What you need to do: A complete and exact copy of the data below is required.

Supplied entries:
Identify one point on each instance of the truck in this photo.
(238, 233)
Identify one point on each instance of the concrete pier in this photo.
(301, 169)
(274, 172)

Exercise output:
Identify one point on each instance of the truck in this photo.
(238, 233)
Identify one point on each instance of the concrete pier in this photo.
(301, 169)
(274, 172)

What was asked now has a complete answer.